Data listing:
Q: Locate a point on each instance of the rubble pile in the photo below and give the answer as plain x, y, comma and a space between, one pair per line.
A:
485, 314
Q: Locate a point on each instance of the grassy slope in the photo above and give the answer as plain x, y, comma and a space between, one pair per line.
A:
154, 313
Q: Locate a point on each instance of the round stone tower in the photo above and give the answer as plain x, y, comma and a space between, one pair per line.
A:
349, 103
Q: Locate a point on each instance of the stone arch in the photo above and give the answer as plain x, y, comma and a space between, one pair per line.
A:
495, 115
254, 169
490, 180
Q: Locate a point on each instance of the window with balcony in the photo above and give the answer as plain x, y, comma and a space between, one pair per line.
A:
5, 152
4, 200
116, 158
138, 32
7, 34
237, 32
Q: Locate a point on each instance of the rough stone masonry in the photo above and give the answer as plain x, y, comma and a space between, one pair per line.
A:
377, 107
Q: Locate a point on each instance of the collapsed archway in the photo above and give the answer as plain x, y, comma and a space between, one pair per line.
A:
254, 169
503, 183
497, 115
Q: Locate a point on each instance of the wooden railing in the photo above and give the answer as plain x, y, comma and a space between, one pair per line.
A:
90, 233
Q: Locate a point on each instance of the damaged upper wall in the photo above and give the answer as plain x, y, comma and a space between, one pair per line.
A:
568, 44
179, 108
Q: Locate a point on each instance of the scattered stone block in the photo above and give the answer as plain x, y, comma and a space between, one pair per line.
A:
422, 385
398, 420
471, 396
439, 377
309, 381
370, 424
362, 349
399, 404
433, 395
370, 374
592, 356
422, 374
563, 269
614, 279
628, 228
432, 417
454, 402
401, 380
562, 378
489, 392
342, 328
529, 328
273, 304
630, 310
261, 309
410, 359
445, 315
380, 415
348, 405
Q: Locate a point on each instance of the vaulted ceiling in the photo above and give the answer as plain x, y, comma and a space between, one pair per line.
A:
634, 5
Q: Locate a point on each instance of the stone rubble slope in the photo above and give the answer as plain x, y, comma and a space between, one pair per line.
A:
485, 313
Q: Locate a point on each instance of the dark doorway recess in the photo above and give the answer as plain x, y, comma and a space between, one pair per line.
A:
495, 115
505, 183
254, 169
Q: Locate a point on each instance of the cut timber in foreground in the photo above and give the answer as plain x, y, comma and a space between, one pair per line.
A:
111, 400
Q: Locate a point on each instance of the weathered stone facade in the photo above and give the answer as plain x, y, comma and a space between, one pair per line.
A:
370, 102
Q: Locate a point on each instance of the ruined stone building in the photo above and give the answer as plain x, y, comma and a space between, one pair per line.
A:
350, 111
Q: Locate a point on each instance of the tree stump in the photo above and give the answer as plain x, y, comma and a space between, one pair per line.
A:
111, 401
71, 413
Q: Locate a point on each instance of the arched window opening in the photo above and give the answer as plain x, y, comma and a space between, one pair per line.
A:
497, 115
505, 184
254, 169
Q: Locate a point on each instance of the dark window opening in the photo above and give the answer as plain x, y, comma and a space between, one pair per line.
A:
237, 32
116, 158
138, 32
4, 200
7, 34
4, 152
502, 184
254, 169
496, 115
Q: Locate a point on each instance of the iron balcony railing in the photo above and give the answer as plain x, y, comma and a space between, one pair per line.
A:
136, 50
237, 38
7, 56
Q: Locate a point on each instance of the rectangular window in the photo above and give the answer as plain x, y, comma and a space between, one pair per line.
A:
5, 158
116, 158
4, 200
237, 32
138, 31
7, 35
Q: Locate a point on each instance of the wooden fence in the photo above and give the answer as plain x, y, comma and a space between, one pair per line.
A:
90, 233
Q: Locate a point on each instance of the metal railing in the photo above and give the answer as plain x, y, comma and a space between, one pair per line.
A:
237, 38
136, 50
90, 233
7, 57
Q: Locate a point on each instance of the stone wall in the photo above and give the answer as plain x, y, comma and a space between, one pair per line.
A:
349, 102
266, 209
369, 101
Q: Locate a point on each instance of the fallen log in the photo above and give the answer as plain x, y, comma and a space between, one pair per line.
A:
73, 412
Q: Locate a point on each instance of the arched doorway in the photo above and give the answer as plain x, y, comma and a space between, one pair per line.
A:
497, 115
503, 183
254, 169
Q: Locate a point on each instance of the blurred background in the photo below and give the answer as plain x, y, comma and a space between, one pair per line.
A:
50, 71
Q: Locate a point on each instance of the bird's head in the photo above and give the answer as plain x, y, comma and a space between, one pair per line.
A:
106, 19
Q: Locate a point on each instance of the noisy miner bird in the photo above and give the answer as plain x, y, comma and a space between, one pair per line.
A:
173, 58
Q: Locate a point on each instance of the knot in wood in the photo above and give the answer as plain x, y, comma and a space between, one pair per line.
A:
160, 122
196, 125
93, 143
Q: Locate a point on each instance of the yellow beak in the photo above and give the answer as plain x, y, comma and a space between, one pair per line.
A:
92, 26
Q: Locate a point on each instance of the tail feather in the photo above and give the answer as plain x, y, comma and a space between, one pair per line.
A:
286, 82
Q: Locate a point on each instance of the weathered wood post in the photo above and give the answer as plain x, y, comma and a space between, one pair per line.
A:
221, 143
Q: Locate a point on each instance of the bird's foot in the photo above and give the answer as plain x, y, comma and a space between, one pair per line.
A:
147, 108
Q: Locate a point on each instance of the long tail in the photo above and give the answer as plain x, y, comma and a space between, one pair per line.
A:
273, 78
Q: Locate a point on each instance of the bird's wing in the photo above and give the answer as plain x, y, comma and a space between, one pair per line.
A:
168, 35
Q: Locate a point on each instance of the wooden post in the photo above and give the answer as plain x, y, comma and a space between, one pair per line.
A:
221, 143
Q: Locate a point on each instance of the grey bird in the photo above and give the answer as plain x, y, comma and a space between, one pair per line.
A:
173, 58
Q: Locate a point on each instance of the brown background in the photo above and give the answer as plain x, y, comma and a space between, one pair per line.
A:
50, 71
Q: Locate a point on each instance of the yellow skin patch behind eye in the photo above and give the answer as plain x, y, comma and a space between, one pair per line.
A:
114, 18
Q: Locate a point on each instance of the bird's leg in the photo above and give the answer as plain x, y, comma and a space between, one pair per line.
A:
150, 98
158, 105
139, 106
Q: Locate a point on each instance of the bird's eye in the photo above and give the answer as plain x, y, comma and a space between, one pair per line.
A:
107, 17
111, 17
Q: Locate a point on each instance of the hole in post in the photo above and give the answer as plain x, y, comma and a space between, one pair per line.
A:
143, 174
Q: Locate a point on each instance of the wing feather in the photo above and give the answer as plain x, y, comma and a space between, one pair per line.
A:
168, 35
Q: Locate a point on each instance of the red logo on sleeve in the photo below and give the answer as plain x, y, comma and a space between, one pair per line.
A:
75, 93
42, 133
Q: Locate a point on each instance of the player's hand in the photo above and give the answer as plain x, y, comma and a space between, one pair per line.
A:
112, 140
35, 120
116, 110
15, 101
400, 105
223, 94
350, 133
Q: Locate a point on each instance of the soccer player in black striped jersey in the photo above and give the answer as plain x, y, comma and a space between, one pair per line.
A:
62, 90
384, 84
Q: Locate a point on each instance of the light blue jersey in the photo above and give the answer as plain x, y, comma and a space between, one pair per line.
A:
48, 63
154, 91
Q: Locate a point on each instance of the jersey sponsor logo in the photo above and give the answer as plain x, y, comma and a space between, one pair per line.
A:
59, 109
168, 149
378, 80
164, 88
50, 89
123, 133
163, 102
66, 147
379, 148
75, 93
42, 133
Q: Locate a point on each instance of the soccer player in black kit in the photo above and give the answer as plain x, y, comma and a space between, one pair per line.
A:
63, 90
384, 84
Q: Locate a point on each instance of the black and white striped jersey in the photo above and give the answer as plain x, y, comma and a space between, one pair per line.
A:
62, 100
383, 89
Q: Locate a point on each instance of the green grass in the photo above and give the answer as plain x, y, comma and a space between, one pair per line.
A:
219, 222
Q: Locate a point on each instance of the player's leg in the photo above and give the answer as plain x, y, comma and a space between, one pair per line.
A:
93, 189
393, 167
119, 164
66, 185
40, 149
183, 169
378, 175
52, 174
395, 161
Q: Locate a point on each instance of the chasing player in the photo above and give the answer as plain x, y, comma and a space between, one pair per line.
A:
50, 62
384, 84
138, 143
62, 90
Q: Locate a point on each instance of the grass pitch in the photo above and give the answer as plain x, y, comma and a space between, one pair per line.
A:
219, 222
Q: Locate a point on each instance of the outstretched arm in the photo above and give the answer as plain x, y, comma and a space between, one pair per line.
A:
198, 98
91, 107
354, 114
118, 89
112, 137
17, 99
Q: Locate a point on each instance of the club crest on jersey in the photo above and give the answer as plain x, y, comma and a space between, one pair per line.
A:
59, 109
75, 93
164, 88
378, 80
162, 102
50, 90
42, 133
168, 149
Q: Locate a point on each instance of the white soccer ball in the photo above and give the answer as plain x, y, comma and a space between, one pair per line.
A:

Exercise goal: Using the material above, extract the line that contains "Q: Locate a point on each instance of the chasing" and every line after it, exactly as given; stop at the last line.

Worked answer:
Q: Locate a point on each instance of the chasing player in the photo above and give the answer as plain x, y, comma and a space between, one pair per line.
A:
50, 62
384, 84
138, 143
62, 90
Q: Locate a point on each instance of the grass pitch in the photo above and give the answer as plain x, y, comma and a space between, one pair per line.
A:
219, 222
Q: Locate a point on each instance of the outstretched arm in the photo above and give the answer as plain x, y, comma and a space between, one pair per line.
A:
198, 98
91, 107
354, 114
118, 89
112, 137
17, 99
Q: Locate a point on each instance of the club crest on jersey in the photo above and give the answer as plain x, y, comma and a space between, one pair per line.
A:
59, 109
75, 93
164, 88
378, 80
162, 102
50, 90
42, 133
168, 149
Q: Locate a point on each instance of the white soccer ball in the photo above and give the answer as plain x, y, comma and a space between, one pair per line.
A:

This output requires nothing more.